Aim of the task >>
Could you reproduce, from the records below, everything from the line with "Where can you find the insect" down to the line with "Where can you find the middle", keeping both of those lines and changing nothing?

══════════════════════════════

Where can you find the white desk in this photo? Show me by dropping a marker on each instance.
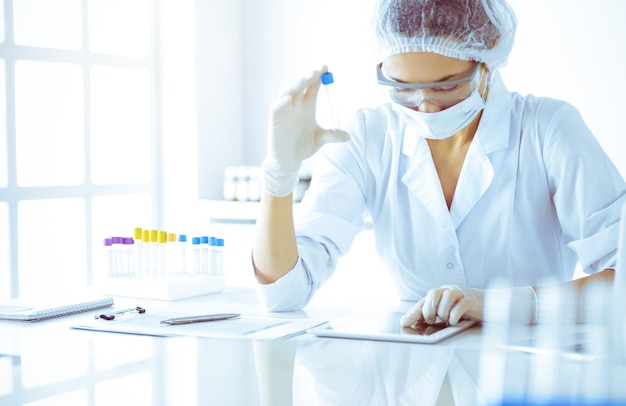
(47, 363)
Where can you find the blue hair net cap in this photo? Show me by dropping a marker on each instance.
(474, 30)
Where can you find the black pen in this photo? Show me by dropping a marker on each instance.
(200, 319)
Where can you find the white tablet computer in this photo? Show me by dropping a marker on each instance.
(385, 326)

══════════════════════════════

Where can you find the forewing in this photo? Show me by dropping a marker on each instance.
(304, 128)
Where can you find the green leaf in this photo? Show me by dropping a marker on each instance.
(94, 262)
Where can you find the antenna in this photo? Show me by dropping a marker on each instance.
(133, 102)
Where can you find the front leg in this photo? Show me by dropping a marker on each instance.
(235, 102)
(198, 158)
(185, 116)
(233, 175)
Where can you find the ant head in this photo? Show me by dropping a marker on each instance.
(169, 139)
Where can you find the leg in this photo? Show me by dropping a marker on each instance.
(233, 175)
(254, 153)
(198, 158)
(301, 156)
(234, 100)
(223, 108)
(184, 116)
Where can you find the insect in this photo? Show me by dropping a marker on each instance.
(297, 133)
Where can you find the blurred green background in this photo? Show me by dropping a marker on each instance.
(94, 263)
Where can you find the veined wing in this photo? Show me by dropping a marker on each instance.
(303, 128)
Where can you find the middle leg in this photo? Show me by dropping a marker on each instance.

══════════════════════════════

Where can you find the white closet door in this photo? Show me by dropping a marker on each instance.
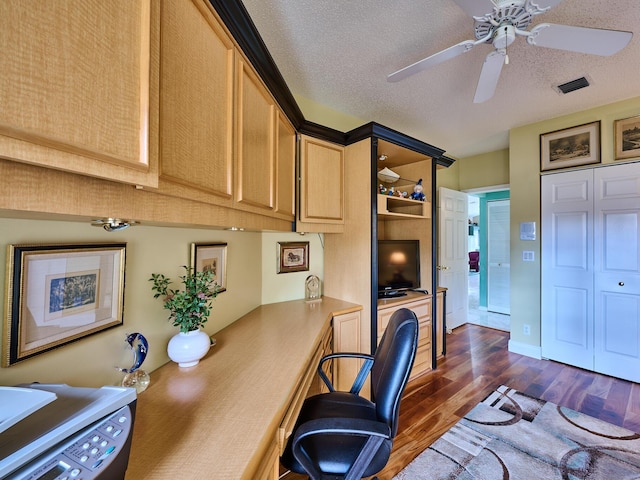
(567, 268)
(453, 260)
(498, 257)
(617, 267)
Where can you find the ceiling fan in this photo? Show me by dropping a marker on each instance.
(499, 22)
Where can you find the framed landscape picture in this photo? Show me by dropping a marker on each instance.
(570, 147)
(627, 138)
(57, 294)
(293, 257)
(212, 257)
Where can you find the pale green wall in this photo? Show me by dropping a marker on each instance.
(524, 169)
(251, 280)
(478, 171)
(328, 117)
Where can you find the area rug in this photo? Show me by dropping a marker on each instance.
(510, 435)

══════════════════════════════

Solution below >>
Where can you find the insect in this photo? Show me by dropping a marker on each instance.
(297, 133)
Where can you find the blurred green background in this photo? Show me by dropping a marker on each instance.
(94, 263)
Where can you find the veined wing in this photo? Show me by dropping a marker on each instance.
(303, 128)
Where can you find the middle leg in this photo? Show me by dropping a marker on each instance.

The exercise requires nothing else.